**Task to carry out**
Write the next part of the notes below on replication and consistency, picking up after their last line.

**Text to read**
Replication and consistency
===========================

Let's say you want to run a service like Hotmail
  10s to 100s of millions of mailboxes, stored in different machine clusters
  Must keep mapping of mailboxes to clusters
    E.g., Compute bucket = H(mailbox) % 0x10000, to get 16-bit bucket value
    Store map of 65,536 bucket -> cluster mappings
    Can migrate buckets as new clusters added, or to load balance
  Two critical properties cluster map must have
    1. highly available (or all of Hotmail grinds to a halt)
    2. consistent throughout system (or mail gets delivered to wrong cluster)
  #1 requires we replicate on multiple machines to tolerate failure

First attempt: use two-phase commit (2PC)
  Machine C ("coordinator") wants to change the bucket map
  C broadcasts "PREPARE to change bucket entries x, y, z" to all replicas
    each replica replies with either YES or NO "vote"
    might say NO if already in the middle of changing x, y, or z
    once a replica votes YES, stops allowing clients to see x, y, or z
  C collects replies
    If anyone voted NO, broadcasts ABORT message
      Replicas discard changes and once again allow access to x, y, z
    Otherwise broadcast COMMIT
      Replicas apply changes and once again allow access to x, y, z
  What happens if one of the replicas (but not C) fails
    It either failed before voting, or after--C will know
    If failed before voting (or voted NO) coordinator can broadcast ABORT
      Fix broken replica, then start over
    If failed after YES, coordinator can send COMMIT
  What happens if C and a replica fail?
    If anyone voted NO or anyone received ABORT from C, then abort
    If anyone received COMMIT from C, then can safely COMMIT
    Otherwise we are stuck:
      All working replicas "prepared"--meaning could go either way
      Before crashing, C might have sent lost COMMIT message
        May have shown new state to clients, so we must preserve transaction!

**Information shown**

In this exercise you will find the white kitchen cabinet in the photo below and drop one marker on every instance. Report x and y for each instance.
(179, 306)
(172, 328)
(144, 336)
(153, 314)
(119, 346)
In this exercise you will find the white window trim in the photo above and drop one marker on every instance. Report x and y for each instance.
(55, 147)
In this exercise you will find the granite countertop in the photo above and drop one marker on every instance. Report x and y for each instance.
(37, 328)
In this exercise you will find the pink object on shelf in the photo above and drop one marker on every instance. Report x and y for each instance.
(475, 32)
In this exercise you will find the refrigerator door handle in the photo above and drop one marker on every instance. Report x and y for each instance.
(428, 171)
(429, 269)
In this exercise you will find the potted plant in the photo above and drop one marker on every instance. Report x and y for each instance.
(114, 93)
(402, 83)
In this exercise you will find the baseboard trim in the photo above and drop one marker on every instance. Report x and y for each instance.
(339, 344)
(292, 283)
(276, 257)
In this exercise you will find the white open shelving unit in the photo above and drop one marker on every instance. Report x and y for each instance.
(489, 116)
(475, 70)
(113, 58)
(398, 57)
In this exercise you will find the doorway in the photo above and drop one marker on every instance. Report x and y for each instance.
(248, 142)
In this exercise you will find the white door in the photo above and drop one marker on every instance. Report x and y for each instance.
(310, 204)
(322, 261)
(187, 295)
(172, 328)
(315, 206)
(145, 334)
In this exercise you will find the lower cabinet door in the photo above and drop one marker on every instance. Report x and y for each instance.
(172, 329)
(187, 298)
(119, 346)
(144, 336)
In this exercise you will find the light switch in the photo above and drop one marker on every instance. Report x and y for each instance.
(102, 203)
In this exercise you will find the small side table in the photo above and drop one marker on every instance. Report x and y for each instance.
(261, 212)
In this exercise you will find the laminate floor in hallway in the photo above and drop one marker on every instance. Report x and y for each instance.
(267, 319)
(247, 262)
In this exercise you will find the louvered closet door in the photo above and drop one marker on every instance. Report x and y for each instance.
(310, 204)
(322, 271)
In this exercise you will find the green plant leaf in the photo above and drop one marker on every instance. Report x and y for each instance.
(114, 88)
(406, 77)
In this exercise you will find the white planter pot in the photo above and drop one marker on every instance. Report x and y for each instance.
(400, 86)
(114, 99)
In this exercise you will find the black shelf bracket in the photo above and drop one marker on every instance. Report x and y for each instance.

**Reply**
      Or maybe dead replica voted NO, so we can't COMMIT
      Note:  Even if you bring C back up, disk may have died so lost state

Second attempt: use three-phase commit (3PC)
  Problem was "prepared" state where replicas can go either way
  So now after PREPARE, if everyone sends "YES", broadcast PREPARE-COMMIT
  Once all participants ACK PREPARE-COMMIT, broadcast COMMIT
  Why is this better?
    In 2PC can show clients new state when everyone has voted YES
    In 3PC only show new state when everyone *knows* everyone has voted YES
  So after failure repair machines, COMMIT iff any survivor saw PREPARE-COMMIT

Big problem:  asynchronous systems
  - Means makes no assumptions about relative speeds of machines
  - Means makes no assumptions about delay in message delivery
  Basically means you can't use timeouts
    E.g., can't assume if machine doesn't respond in 2 minutes it must be dead
  Pretty much how you need to models the Internet, for example
  Note: this is not the same thing as async/non-blocking I/O

Why is asynchronous communication bad for 3PC?
  Can only make progress once machines are repaired by a human
    Replicas can't differentiate network partitions from failed machines
    Not safe to proceed if other partition might have divergent values
  Also note 3PC not very efficient
    If many nodes initiate transactions, may have to abort a lot
    Change can't go through until all replicas have voted

Third attempt:  Viewstamped replication
  Designate one node the primary, and the others backups
  All requests must be sent to the primary
  The primary orders all requests, and assigns them "viewstamps"
    viewstamp = <view-ID, timestamp>
      view-ID only changes when nodes fail (more on this later)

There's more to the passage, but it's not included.